Directives =>
**a.** In the excerpt on NDI, which company developed the NDI standard?
**b.** Reproduce the stretch of the excerpt on NDI from "A few weeks" through "all, what’s NDI?".

This may seem a relatively straightforward answer to us folks working in the real-time business. In practice, it’s really not that easy, and most comes from how production teams actually work with streams they need to edit and broadcast, and the tools they employ. As it often happens, I was actually enlightened by the smart people we interact with every day on Twitter. In particular, Dan Jenkins from Nimble Ape (and mastermind behind the amazing CommCon events, make sure you watch the latest Virtual edition that just ended!) made an interesting observation related to BBC News, and Sam Machin’s answer was revealing to me, as it introduced a new “player” I wasn’t aware of:

This was the first time I ever heard of NDI, and it was kind of a revelation: it reminded me how some choices are often driven by how easy they make it to keep on using your existing workflow. This sparkled my interest, and led me to contribute to the discussion, where I wondered how easy (or hard!) it could be to perform an RTP-to-NDI translation of sorts:

The mention of OBS was quite interesting as well, since our friends at CoSMo Software actually did implement a version of OBS capable of talking WebRTC. Unfortunately, this turned out to be a red herring, since as Dr. Alex clarified, OBS-WebRTC doesn’t support WebRTC input, which is what could have helped translating the incoming stream to NDI from there:

I was really curious to investigate NDI as a technology after these exchanges (especially considering I knew nothing about it), but then life and work got in the way, and I forgot about it.

A few weeks ago, though, a private chat with Dan sparkled that interest again. He mentioned how a video production company he knew was really struggling with getting proper live feeds from the Internet to be used in what they were producing every day. Once more, NDI was mentioned as pretty much a standard de facto in that line of business, and how a proper way to bring in WebRTC streams is still sorely missing, which forces editors to basically capture the source material in “hacky” ways.

As such, I decided to start looking into NDI, to figure out if the RTP-to-NDI translation I wondered about was indeed feasible or not.

First of all, what’s NDI?

Quoting Wikipedia (because I’m lazy):

Network Device Interface (NDI) is a royalty-free software standard developed by NewTek to enable video-compatible products to communicate, deliver, and receive broadcast-quality video in a high-quality, low-latency manner that is frame-accurate and suitable for switching in a live production environment.

In a nutshell (and probably oversimplifying it a bit), it allows for a live exchange of multichannel and uncompressed media streams within the same LAN, taking advantage of mDNS for service discovery. This allows producers to consume media from different sources in the same LAN, i.e., without being limited to the devices physically attached to their setups. The following image (which comes from their promotional material) makes the whole process a bit clearer from a visual perspective.

Available data =>

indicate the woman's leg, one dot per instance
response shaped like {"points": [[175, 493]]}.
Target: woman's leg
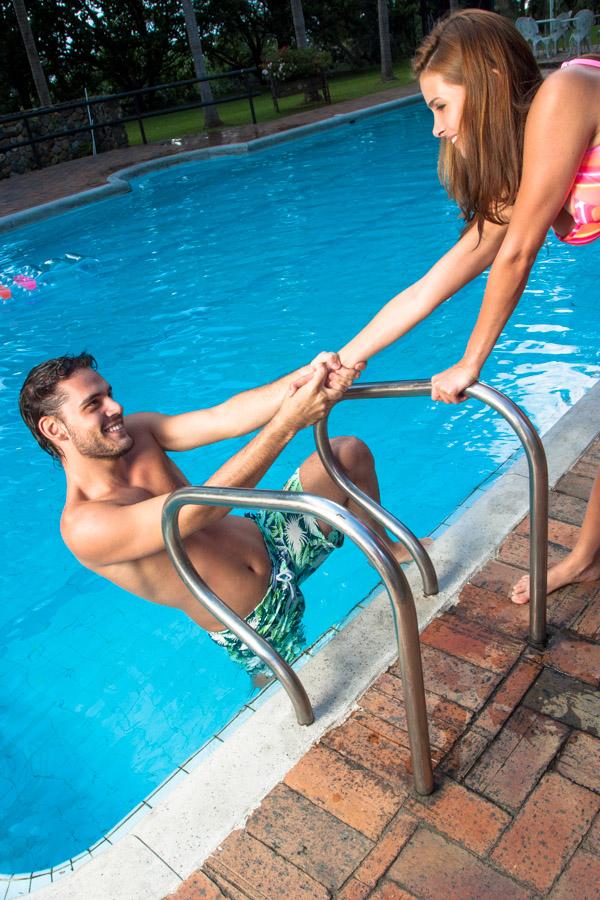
{"points": [[583, 562]]}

Solution set =>
**a.** NewTek

**b.**
A few weeks ago, though, a private chat with Dan sparkled that interest again. He mentioned how a video production company he knew was really struggling with getting proper live feeds from the Internet to be used in what they were producing every day. Once more, NDI was mentioned as pretty much a standard de facto in that line of business, and how a proper way to bring in WebRTC streams is still sorely missing, which forces editors to basically capture the source material in “hacky” ways.

As such, I decided to start looking into NDI, to figure out if the RTP-to-NDI translation I wondered about was indeed feasible or not.

First of all, what’s NDI?